● **Aim of the exercise**
One figure is the whole answer: the number of lines below that contain the word "parkland".
Record set below:
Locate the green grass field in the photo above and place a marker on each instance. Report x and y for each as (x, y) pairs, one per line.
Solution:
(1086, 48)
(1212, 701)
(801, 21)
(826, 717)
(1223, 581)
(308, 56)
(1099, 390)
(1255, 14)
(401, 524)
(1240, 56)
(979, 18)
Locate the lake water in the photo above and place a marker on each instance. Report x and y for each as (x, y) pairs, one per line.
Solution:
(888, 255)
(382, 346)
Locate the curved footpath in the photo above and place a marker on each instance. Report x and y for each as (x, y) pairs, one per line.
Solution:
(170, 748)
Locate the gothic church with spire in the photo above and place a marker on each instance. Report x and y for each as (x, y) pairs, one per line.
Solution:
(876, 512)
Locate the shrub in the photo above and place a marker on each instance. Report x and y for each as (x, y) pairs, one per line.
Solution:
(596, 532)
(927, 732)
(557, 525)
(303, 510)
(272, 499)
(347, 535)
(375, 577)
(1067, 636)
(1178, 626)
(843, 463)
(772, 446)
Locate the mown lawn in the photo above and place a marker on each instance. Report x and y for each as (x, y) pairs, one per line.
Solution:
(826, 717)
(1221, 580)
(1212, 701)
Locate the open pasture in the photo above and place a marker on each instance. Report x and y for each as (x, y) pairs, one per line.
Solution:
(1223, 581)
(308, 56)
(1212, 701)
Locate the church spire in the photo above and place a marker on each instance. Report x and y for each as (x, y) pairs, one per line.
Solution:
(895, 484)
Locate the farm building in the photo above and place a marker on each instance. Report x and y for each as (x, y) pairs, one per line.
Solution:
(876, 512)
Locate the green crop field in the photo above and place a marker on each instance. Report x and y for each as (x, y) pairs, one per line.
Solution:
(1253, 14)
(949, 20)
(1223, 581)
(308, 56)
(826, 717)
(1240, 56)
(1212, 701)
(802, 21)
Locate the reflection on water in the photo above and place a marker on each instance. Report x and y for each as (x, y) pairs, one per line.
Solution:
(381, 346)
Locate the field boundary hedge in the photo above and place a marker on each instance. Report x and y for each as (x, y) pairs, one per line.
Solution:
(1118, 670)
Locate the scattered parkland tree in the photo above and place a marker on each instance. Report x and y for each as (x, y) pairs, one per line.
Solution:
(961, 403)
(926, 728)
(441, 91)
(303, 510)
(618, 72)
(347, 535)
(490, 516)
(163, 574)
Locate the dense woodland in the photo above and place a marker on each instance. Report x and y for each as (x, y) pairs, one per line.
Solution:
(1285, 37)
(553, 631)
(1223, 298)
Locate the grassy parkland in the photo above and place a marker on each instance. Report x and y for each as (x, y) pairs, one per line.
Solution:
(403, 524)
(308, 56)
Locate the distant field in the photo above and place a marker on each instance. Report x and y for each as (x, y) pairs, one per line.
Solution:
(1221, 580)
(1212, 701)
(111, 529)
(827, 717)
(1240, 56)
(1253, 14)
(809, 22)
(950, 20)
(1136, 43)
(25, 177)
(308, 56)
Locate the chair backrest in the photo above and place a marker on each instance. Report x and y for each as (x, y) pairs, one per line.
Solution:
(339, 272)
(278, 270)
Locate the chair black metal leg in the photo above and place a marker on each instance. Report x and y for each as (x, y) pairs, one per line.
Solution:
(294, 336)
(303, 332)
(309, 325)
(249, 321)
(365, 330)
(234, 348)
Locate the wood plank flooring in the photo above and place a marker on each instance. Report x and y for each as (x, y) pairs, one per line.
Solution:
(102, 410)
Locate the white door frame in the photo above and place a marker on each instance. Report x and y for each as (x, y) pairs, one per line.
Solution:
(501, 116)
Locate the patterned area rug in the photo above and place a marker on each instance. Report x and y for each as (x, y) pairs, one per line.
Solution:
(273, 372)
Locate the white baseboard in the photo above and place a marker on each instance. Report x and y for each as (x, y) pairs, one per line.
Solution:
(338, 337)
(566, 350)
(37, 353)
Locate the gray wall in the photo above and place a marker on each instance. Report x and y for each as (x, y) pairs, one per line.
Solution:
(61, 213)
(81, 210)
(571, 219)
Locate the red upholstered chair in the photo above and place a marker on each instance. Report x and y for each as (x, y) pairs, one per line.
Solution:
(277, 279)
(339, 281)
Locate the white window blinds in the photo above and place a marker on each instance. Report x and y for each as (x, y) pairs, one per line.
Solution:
End of Record set.
● **Answer box**
2